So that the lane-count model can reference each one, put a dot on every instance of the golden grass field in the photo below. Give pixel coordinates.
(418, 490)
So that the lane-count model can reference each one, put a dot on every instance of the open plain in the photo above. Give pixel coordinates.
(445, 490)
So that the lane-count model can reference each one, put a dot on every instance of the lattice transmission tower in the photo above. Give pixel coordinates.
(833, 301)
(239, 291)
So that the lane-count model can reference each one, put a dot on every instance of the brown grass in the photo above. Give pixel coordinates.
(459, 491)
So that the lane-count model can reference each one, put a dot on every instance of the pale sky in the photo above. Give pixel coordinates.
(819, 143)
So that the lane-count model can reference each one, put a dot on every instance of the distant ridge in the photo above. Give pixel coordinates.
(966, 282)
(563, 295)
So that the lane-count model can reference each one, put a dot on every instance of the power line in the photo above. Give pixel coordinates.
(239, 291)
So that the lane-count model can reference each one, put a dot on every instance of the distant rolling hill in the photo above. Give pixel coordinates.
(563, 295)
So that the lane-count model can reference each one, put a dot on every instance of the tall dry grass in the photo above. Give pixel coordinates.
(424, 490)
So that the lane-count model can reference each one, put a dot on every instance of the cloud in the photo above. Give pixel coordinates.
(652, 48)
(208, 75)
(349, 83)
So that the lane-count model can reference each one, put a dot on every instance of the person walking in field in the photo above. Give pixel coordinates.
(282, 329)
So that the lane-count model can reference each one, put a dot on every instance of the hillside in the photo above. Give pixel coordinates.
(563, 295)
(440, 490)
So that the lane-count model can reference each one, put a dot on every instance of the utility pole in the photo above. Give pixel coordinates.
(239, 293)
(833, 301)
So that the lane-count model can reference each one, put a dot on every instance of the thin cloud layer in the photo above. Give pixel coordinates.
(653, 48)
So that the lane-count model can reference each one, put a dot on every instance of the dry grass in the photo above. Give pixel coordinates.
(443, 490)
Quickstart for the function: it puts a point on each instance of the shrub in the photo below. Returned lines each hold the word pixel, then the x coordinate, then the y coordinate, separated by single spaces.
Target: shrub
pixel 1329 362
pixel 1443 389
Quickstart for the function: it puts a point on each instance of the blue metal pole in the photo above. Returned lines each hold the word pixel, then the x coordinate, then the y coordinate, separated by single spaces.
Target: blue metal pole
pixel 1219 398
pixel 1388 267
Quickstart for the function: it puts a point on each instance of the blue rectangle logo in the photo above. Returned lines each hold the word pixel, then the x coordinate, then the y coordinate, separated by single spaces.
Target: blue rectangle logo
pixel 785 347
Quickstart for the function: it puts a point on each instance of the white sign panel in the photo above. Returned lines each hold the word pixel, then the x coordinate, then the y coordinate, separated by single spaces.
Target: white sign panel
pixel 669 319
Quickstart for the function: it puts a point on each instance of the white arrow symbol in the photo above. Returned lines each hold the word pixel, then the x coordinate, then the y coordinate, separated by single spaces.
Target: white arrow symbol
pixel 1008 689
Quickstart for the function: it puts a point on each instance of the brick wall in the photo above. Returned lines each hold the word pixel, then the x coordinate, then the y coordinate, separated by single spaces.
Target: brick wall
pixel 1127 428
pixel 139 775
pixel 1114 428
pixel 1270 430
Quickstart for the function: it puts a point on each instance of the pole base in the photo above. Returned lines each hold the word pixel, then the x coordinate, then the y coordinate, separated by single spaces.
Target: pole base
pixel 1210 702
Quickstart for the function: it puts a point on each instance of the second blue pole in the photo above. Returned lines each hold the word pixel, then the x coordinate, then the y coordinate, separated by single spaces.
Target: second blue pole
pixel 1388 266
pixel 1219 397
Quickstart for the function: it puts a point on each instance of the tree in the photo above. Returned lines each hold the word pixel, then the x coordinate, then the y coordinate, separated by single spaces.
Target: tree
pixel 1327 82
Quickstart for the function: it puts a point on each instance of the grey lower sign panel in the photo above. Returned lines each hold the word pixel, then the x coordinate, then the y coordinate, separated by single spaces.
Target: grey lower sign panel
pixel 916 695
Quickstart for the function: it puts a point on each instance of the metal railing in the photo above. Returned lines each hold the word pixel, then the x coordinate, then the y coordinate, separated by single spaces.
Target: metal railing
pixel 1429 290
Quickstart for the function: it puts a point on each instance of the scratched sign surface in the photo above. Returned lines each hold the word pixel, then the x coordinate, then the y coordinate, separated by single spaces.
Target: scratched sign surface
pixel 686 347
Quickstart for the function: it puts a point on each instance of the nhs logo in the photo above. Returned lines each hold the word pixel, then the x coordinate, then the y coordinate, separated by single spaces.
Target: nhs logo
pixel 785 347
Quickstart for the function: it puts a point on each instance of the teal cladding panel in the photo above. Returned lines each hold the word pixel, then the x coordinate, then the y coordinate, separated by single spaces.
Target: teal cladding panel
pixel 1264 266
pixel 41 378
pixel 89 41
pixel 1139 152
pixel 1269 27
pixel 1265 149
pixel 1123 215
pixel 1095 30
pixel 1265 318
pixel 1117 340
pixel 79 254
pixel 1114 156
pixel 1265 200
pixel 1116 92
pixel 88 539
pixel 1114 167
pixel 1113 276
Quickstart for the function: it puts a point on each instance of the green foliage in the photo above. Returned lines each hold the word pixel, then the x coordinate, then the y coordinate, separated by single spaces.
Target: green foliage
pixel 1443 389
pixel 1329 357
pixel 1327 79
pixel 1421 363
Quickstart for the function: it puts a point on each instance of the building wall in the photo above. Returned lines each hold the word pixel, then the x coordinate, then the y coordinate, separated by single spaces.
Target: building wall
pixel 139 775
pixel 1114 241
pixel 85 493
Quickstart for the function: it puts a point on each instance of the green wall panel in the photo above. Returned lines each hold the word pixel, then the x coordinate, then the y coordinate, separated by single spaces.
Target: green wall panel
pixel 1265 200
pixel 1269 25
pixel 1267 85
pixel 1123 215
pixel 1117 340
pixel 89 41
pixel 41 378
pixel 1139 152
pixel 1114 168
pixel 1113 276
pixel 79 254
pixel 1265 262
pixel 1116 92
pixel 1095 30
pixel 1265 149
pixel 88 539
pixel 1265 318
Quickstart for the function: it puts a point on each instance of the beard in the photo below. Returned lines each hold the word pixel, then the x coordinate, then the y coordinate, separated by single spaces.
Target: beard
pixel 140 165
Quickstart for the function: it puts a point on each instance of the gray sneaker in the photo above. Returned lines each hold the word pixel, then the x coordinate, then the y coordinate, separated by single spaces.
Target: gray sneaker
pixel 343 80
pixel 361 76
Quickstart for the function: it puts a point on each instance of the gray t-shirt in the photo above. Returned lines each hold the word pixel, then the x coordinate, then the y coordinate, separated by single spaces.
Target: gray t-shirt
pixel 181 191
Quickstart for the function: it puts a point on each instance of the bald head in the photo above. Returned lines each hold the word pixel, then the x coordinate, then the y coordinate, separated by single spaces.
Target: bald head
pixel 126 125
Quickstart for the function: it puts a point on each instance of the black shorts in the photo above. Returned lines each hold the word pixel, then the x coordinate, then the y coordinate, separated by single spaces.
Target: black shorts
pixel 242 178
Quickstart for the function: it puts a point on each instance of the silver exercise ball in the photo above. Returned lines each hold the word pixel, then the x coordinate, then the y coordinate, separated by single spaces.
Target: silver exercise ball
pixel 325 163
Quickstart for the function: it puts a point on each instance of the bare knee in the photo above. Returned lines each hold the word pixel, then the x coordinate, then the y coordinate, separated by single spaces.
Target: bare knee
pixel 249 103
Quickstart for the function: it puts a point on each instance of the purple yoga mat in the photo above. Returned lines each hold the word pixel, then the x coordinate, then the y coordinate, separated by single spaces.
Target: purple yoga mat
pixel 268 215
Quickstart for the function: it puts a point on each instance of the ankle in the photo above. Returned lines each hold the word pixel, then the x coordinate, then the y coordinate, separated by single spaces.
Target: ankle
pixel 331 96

◆ Activity
Every entry needs to be written out again, exactly as given.

◆ Solution
So that the lane-count model can reference each one, put a dot on every instance of the golden grass field in the photo below. Give pixel coordinates.
(418, 490)
So that the lane-count model can reference each one, put a dot on every instance of the open plain in the photo above. Give pixel coordinates.
(445, 490)
So that the lane-count model can reference each one, put a dot on every instance of the lattice transmission tower in the photo above. Give pixel coordinates.
(833, 301)
(239, 291)
So that the lane-count model can reference each one, put a dot on every instance of the brown grass in the photo above. Give pixel coordinates.
(459, 491)
So that the lane-count model can reference each one, put a dot on every instance of the pale sky in the photo above. Give pixel coordinates.
(819, 143)
So that the lane-count model can reference each one, put a dot on every instance of the distant ridge in the photo above. Give pixel coordinates.
(966, 282)
(563, 295)
So that the lane-count model can reference each one, put a dot on every instance of the power line in the photo above. Give pixel coordinates.
(239, 291)
So that the lane-count model can reference each one, put a dot on every instance of the distant rolling hill in the photo above. Give pixel coordinates.
(563, 295)
So that the lane-count model can reference each one, put a dot on every instance of the tall dry grass in the photo above. Give pixel coordinates.
(424, 490)
So that the lane-count model can reference each one, put a dot on every instance of the cloud in the photo above. Give pixel coordinates.
(652, 48)
(208, 75)
(349, 83)
So that the lane-count model can reference each one, put a dot on every instance of the person walking in field in the photo above. Give pixel coordinates.
(282, 329)
So that the lane-count model can reference each one, put a dot on every instance of the hillside in the photo above. Give pixel coordinates.
(563, 295)
(440, 490)
So that the lane-count model can reference each one, put a dot on every instance of the utility pole in the photo above. Give pixel coordinates.
(239, 293)
(833, 301)
So that the lane-count model can reference each one, put a dot on every instance of the thin cloud layer in the photo above. Give pixel coordinates.
(653, 48)
So that the lane-count model can reference each one, put a dot on every instance of the dry grass in the photo above. Give pixel coordinates.
(443, 490)
Quickstart for the function: it puts a point on each instance of the shrub in the photo below. Returned lines each hold the word pixel, then the x coordinate, then the y coordinate, separated by single spaces.
Target: shrub
pixel 1329 362
pixel 1443 389
Quickstart for the function: it puts a point on each instance of the blue metal pole in the photo above. Returned lines each hold the word pixel, then the x coordinate, then the y coordinate, separated by single spaces.
Target: blue metal pole
pixel 1219 398
pixel 1388 267
Quickstart for the function: it puts a point on each instance of the blue rectangle logo in the photo above. Returned lines each hold the word pixel, then the x coordinate, then the y coordinate, separated by single spaces.
Target: blue rectangle logo
pixel 785 347
Quickstart for the function: it puts a point on each instance of the white sign panel in the photo above. Returned lines each hold the word pixel, then the x coordinate, then the y coordinate, separated by single spaces.
Target: white sign panel
pixel 669 319
Quickstart for the function: it puts a point on each instance of the white arrow symbol in the photo above. Returned lines each hold the word pixel, then the x coordinate, then the y coordinate, separated by single spaces.
Target: white arrow symbol
pixel 1008 689
Quickstart for the function: it puts a point on each instance of the brick wall in the photo above. Returned lines each hold the word pixel, then the x coordinate, then the y coordinate, separated by single spaces.
Target: brick wall
pixel 1127 428
pixel 139 775
pixel 1114 428
pixel 1270 430
Quickstart for the function: it puts a point on each instance of the pole base in the photo above. Returned lines each hold the word pixel, then the x coordinate, then the y coordinate, separated by single spaces.
Target: pole base
pixel 1210 702
Quickstart for the function: it puts a point on each instance of the second blue pole in the photo above. Returned lines each hold the word pixel, then the x coordinate, then the y coordinate, separated by single spaces.
Target: second blue pole
pixel 1388 266
pixel 1219 397
Quickstart for the function: it puts a point on each instance of the tree in the photo above. Returned lines each hold the word pixel, then the x coordinate, then the y coordinate, separated by single spaces.
Target: tree
pixel 1327 82
Quickstart for the function: it puts a point on each instance of the grey lower sign panel in the photo above. Returned lines each hold the word pixel, then the x coordinate, then the y coordinate, separated by single spaces.
Target: grey lower sign panel
pixel 916 695
Quickstart for the function: it puts a point on each instance of the metal railing in the photo above. Returned lines each hold the word pixel, then the x coordinate, then the y coordinate, separated by single spaces.
Target: metal railing
pixel 1429 290
Quickstart for the function: it puts a point on each instance of the scratched sign surface in the photo above. Returned lines each hold the word pixel, then the x coordinate, then the y coordinate, separated by single spaces.
Target: scratched sign surface
pixel 686 347
Quickstart for the function: it puts a point on each instance of the nhs logo in the photo above. Returned lines each hold the word pixel, then the x coordinate, then the y coordinate, separated by single spaces.
Target: nhs logo
pixel 785 347
Quickstart for the function: it puts a point on each instance of the teal cladding panel in the photo above. Returned lines each hold the word pixel, then the x coordinate, then the y coordinate, separated by single spaces.
Target: teal cladding panel
pixel 1264 266
pixel 41 378
pixel 89 41
pixel 1139 152
pixel 1269 27
pixel 1265 149
pixel 1123 215
pixel 1095 30
pixel 1265 318
pixel 1117 340
pixel 79 254
pixel 1114 156
pixel 1265 200
pixel 1116 92
pixel 88 539
pixel 1114 167
pixel 1113 276
Quickstart for the function: it puts a point on each instance of the green foliage in the photo above. Returned lines each hold the word pixel, then the x coordinate, then the y coordinate, separated by single spaces.
Target: green foliage
pixel 1443 389
pixel 1329 357
pixel 1327 79
pixel 1421 363
Quickstart for the function: it puts a point on each instance of the building wall in the photo above. Returned lines each hold the word pixel, then the x coordinate, then the y coordinate, separated by single spaces.
Target: building wall
pixel 139 775
pixel 1114 241
pixel 85 493
Quickstart for the function: it puts a point on each instance of the green wall panel in the photo above. Returned lines each hold the word pixel, then the x coordinate, then the y coordinate, separated by single spaces.
Target: green wall panel
pixel 1265 200
pixel 1269 25
pixel 1267 85
pixel 1123 215
pixel 1117 340
pixel 89 41
pixel 41 378
pixel 1139 152
pixel 1114 168
pixel 1113 276
pixel 79 254
pixel 1265 262
pixel 1116 92
pixel 1095 30
pixel 1265 149
pixel 88 539
pixel 1265 318
Quickstart for the function: it puts a point on each instance of the beard in the photo below. Returned lines each hold the word pixel, then the x coordinate, then the y coordinate, separated by single spaces.
Target: beard
pixel 140 165
Quickstart for the function: it puts a point on each instance of the gray sneaker in the photo above. Returned lines each hold the word pixel, then the x coordinate, then the y coordinate, separated by single spaces.
Target: gray sneaker
pixel 343 80
pixel 361 76
Quickstart for the function: it puts a point on each instance of the gray t-shirt in the photo above. Returned lines each hold the word pixel, then the x coordinate, then the y coordinate, separated by single spaces.
Target: gray t-shirt
pixel 181 191
Quickstart for the function: it puts a point on each instance of the bald head in the photo above. Returned lines each hold the word pixel, then the x coordinate, then the y coordinate, separated by single spaces.
Target: bald head
pixel 126 125
Quickstart for the function: it puts a point on each instance of the black shorts in the photo above. Returned lines each hold the word pixel, then the x coordinate, then the y coordinate, separated by single spaces.
Target: black shorts
pixel 242 178
Quickstart for the function: it puts a point on each instance of the silver exercise ball in the photo above. Returned lines each hold the word pixel, then the x coordinate, then the y coordinate, separated by single spaces.
Target: silver exercise ball
pixel 325 163
Quickstart for the function: it puts a point on each instance of the bare knee in the photo above. Returned lines each hold the word pixel, then the x coordinate, then the y coordinate, separated by single spaces.
Target: bare knee
pixel 249 103
Quickstart for the function: it puts a point on each instance of the purple yoga mat in the photo above. Returned lines each hold the word pixel, then the x coordinate, then the y coordinate, separated by single spaces.
Target: purple yoga mat
pixel 268 215
Quickstart for the function: it puts a point on each instance of the ankle in the photo above. Returned lines each hold the word pixel, then the x coordinate, then the y coordinate, separated by single spaces.
Target: ankle
pixel 331 96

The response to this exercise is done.